> **Given instruction**
Rewrite the lines of the items below as a JSON list of strings, one string per line and with blank lines omitted, starting at the line containing "Target: illuminated mosque" and ending at the last line of the items. Leave the pictures out of your answer.

> **Entries for bounding box labeling**
▶
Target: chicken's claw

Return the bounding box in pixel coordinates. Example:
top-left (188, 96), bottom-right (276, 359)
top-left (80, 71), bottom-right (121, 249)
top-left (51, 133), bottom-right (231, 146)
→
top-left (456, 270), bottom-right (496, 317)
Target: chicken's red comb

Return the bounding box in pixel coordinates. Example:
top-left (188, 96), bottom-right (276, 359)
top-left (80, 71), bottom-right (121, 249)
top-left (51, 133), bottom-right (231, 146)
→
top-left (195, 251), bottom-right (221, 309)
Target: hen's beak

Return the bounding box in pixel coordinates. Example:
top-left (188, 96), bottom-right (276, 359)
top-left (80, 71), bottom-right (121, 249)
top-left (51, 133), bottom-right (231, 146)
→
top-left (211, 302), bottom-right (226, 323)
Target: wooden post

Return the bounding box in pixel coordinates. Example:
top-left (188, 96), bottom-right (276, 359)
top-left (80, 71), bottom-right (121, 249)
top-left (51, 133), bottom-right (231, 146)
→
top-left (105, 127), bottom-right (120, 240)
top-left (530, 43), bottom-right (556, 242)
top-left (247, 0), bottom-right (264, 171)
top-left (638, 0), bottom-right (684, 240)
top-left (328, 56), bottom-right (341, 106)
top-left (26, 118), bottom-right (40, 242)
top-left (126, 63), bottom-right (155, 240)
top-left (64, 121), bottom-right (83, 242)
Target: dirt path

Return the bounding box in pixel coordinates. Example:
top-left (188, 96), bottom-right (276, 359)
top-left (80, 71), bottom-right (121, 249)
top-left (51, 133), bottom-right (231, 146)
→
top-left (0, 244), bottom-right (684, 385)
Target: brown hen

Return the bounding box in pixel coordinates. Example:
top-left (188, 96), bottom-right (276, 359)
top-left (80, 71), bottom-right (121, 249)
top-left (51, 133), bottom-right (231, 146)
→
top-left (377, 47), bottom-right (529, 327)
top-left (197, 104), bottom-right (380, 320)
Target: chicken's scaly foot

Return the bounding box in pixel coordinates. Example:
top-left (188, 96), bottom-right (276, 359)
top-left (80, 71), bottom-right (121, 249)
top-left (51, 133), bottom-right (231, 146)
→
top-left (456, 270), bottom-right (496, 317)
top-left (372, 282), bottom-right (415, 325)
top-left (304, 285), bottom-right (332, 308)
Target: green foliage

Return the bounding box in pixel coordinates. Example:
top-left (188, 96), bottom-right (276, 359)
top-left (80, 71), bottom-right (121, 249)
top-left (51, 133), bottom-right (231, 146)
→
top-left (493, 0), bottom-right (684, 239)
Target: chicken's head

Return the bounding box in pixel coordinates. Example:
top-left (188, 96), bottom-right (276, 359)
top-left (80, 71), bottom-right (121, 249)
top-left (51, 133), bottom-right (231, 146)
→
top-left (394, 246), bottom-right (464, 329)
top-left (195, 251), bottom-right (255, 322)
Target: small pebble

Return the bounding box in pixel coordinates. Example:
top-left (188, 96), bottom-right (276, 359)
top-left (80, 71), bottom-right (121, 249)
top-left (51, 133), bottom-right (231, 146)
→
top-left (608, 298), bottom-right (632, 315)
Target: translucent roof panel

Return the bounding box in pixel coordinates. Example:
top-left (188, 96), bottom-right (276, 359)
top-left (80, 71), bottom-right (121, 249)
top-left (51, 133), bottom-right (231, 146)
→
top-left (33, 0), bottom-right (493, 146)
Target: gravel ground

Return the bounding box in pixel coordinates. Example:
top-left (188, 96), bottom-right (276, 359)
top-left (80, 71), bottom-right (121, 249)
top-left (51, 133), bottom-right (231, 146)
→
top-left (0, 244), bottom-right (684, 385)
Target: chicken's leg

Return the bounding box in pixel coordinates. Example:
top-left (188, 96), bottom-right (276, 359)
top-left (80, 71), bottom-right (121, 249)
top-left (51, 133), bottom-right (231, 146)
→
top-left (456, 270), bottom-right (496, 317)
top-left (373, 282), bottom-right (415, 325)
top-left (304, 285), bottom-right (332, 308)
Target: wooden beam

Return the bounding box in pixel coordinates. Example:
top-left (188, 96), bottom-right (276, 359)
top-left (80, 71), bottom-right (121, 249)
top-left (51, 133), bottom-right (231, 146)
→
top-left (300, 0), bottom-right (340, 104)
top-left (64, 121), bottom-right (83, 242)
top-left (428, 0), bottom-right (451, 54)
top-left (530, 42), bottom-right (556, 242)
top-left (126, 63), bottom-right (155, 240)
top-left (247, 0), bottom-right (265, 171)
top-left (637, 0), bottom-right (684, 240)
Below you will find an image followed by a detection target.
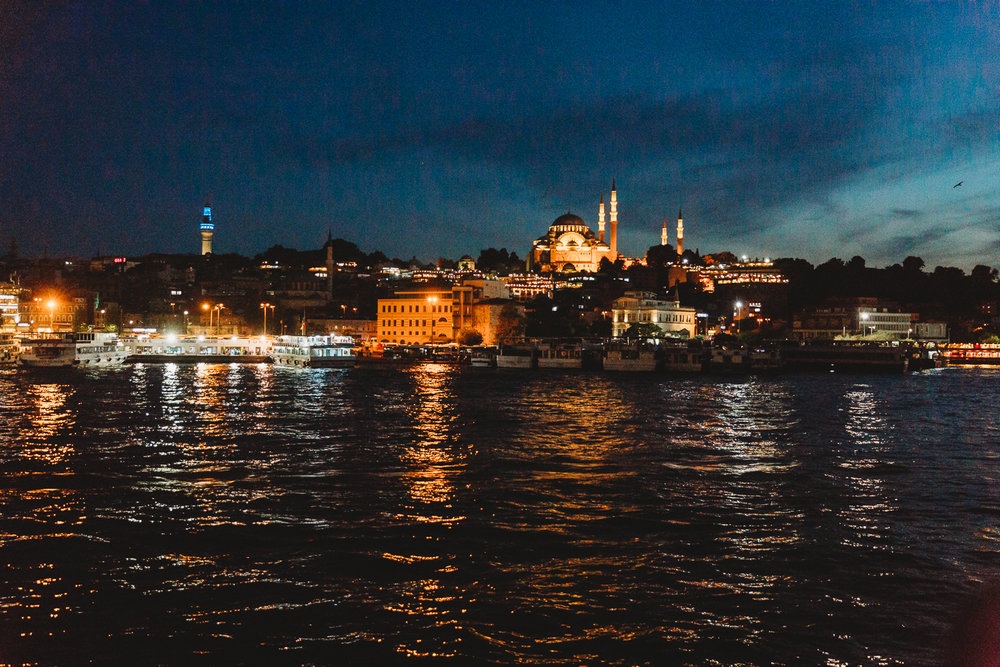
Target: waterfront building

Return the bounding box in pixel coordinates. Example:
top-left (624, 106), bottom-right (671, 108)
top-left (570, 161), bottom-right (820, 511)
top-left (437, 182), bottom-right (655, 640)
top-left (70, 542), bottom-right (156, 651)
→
top-left (528, 180), bottom-right (618, 273)
top-left (792, 298), bottom-right (918, 340)
top-left (0, 283), bottom-right (23, 328)
top-left (611, 292), bottom-right (697, 338)
top-left (500, 273), bottom-right (555, 301)
top-left (376, 278), bottom-right (510, 345)
top-left (911, 322), bottom-right (949, 343)
top-left (306, 317), bottom-right (378, 343)
top-left (376, 285), bottom-right (454, 345)
top-left (676, 209), bottom-right (684, 257)
top-left (200, 204), bottom-right (215, 255)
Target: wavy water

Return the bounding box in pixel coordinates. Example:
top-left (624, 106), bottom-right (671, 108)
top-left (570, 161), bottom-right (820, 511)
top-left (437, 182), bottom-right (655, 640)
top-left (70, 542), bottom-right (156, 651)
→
top-left (0, 364), bottom-right (1000, 665)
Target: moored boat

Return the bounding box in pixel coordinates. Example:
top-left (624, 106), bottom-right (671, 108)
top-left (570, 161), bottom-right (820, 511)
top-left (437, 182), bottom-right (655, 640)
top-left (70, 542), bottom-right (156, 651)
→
top-left (604, 344), bottom-right (662, 371)
top-left (0, 331), bottom-right (20, 364)
top-left (271, 335), bottom-right (357, 368)
top-left (19, 332), bottom-right (128, 368)
top-left (496, 343), bottom-right (538, 368)
top-left (781, 344), bottom-right (909, 373)
top-left (538, 342), bottom-right (583, 368)
top-left (469, 346), bottom-right (497, 368)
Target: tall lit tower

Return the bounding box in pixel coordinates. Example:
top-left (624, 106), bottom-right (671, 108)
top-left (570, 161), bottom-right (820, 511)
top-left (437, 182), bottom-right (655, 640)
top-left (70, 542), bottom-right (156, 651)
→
top-left (201, 204), bottom-right (215, 255)
top-left (597, 192), bottom-right (604, 243)
top-left (610, 178), bottom-right (618, 262)
top-left (677, 209), bottom-right (684, 255)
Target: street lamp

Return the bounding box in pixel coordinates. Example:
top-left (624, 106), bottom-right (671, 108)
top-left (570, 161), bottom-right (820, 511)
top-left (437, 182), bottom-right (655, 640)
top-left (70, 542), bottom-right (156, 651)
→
top-left (45, 299), bottom-right (59, 331)
top-left (427, 296), bottom-right (437, 343)
top-left (260, 303), bottom-right (274, 338)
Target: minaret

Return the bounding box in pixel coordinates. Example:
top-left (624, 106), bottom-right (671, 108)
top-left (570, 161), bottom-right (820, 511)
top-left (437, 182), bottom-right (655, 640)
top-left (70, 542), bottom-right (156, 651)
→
top-left (609, 178), bottom-right (618, 262)
top-left (677, 209), bottom-right (684, 257)
top-left (597, 192), bottom-right (604, 243)
top-left (201, 203), bottom-right (215, 255)
top-left (326, 229), bottom-right (333, 299)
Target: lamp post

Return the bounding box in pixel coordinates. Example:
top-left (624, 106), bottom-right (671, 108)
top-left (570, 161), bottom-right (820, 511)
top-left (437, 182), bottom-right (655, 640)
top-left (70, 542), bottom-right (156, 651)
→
top-left (427, 296), bottom-right (437, 343)
top-left (260, 303), bottom-right (274, 338)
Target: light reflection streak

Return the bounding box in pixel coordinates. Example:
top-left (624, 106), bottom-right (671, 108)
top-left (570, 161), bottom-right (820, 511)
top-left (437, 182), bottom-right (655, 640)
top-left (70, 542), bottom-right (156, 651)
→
top-left (837, 384), bottom-right (896, 550)
top-left (23, 384), bottom-right (76, 464)
top-left (381, 364), bottom-right (468, 658)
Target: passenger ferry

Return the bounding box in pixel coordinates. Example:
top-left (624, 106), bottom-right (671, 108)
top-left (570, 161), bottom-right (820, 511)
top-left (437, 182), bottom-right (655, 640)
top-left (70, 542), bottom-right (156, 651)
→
top-left (0, 331), bottom-right (19, 364)
top-left (20, 332), bottom-right (128, 368)
top-left (469, 346), bottom-right (497, 368)
top-left (537, 342), bottom-right (583, 368)
top-left (604, 345), bottom-right (662, 371)
top-left (496, 343), bottom-right (538, 368)
top-left (271, 334), bottom-right (357, 368)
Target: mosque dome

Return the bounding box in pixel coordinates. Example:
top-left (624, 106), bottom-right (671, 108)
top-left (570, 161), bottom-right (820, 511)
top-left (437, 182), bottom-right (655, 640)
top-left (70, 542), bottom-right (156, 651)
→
top-left (548, 213), bottom-right (594, 239)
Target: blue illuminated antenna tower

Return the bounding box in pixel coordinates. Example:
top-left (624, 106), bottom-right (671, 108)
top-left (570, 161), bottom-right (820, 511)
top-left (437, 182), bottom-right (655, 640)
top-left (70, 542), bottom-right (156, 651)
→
top-left (201, 204), bottom-right (215, 255)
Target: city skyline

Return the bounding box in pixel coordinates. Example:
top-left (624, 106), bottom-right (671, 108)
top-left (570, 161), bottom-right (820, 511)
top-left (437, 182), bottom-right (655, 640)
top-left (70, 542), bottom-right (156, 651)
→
top-left (0, 3), bottom-right (1000, 270)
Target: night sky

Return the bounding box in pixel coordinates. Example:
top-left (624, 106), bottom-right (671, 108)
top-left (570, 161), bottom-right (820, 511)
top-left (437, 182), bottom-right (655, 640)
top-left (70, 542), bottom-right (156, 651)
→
top-left (0, 1), bottom-right (1000, 270)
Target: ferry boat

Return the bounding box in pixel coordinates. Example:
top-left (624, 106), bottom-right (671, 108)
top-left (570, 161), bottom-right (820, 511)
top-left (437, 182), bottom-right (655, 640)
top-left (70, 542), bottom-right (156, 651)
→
top-left (781, 343), bottom-right (909, 373)
top-left (469, 347), bottom-right (497, 368)
top-left (604, 345), bottom-right (662, 371)
top-left (538, 342), bottom-right (583, 368)
top-left (271, 334), bottom-right (358, 368)
top-left (496, 344), bottom-right (538, 368)
top-left (935, 343), bottom-right (1000, 366)
top-left (20, 332), bottom-right (128, 368)
top-left (0, 331), bottom-right (19, 364)
top-left (659, 343), bottom-right (707, 373)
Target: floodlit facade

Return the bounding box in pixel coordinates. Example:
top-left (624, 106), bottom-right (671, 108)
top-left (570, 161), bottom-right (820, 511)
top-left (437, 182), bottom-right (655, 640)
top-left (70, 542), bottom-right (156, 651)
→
top-left (611, 292), bottom-right (698, 338)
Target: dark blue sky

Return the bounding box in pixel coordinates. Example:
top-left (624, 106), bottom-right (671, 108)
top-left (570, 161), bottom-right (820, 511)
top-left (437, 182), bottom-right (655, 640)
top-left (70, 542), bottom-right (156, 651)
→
top-left (0, 2), bottom-right (1000, 269)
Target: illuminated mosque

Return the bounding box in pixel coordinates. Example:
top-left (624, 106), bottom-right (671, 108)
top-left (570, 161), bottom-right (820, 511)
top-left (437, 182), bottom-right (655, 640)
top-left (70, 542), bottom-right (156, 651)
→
top-left (528, 179), bottom-right (618, 273)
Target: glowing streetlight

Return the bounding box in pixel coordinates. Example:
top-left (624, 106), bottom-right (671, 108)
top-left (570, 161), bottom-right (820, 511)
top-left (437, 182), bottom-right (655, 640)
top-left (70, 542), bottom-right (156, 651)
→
top-left (208, 303), bottom-right (225, 336)
top-left (858, 313), bottom-right (875, 336)
top-left (427, 296), bottom-right (437, 343)
top-left (260, 303), bottom-right (274, 338)
top-left (45, 299), bottom-right (59, 331)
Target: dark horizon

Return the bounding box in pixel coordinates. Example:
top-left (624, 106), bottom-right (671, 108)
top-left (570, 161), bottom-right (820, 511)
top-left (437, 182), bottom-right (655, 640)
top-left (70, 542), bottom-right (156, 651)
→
top-left (0, 2), bottom-right (1000, 270)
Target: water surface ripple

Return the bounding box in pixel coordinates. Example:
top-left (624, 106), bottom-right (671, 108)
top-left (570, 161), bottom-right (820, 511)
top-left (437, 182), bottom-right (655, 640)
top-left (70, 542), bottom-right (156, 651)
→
top-left (0, 364), bottom-right (1000, 665)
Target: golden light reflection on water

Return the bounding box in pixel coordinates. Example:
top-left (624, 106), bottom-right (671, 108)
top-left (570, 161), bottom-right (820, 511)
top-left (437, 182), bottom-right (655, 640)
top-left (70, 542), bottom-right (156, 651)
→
top-left (381, 364), bottom-right (468, 658)
top-left (402, 364), bottom-right (466, 521)
top-left (837, 384), bottom-right (897, 549)
top-left (23, 384), bottom-right (76, 463)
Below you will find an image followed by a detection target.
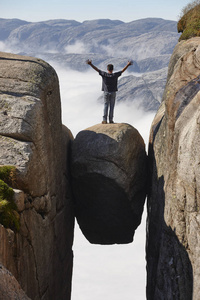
◀
> **Task answer**
[
  "Target: illuminated mosque",
  "Return the bounding box in pixel coordinates. Example:",
  "top-left (624, 106), bottom-right (671, 108)",
  "top-left (570, 161), bottom-right (820, 511)",
  "top-left (437, 182), bottom-right (655, 640)",
  "top-left (70, 542), bottom-right (156, 651)",
  "→",
  "top-left (528, 179), bottom-right (618, 273)",
  "Target: glowing streetlight",
  "Return the bounding box in pixel coordinates. Example:",
  "top-left (624, 106), bottom-right (671, 108)",
  "top-left (570, 161), bottom-right (820, 511)",
  "top-left (437, 182), bottom-right (655, 640)",
  "top-left (70, 542), bottom-right (156, 651)",
  "→",
  "top-left (208, 303), bottom-right (225, 336)",
  "top-left (858, 313), bottom-right (875, 336)",
  "top-left (427, 296), bottom-right (437, 343)",
  "top-left (260, 303), bottom-right (274, 338)",
  "top-left (45, 299), bottom-right (59, 331)",
  "Target: dark horizon",
  "Return the bounding box in pixel coordinates. Example:",
  "top-left (624, 106), bottom-right (671, 108)",
  "top-left (570, 161), bottom-right (820, 511)",
  "top-left (437, 182), bottom-right (655, 640)",
  "top-left (70, 542), bottom-right (156, 651)",
  "→",
  "top-left (0, 2), bottom-right (1000, 270)",
  "Target: water surface ripple",
  "Return the bounding box in pixel coordinates. Example:",
  "top-left (624, 106), bottom-right (671, 108)",
  "top-left (570, 161), bottom-right (820, 511)",
  "top-left (437, 182), bottom-right (655, 640)",
  "top-left (70, 542), bottom-right (156, 651)",
  "→",
  "top-left (0, 364), bottom-right (1000, 665)",
  "Target: golden light reflection on water",
  "Return the bounding box in pixel coordinates. Example:",
  "top-left (624, 106), bottom-right (671, 108)",
  "top-left (570, 161), bottom-right (820, 511)",
  "top-left (437, 182), bottom-right (655, 640)",
  "top-left (70, 542), bottom-right (156, 651)",
  "→",
  "top-left (381, 364), bottom-right (468, 658)",
  "top-left (402, 364), bottom-right (466, 521)",
  "top-left (837, 384), bottom-right (897, 549)",
  "top-left (23, 384), bottom-right (76, 463)",
  "Below you will find an image followed by a detection target."
]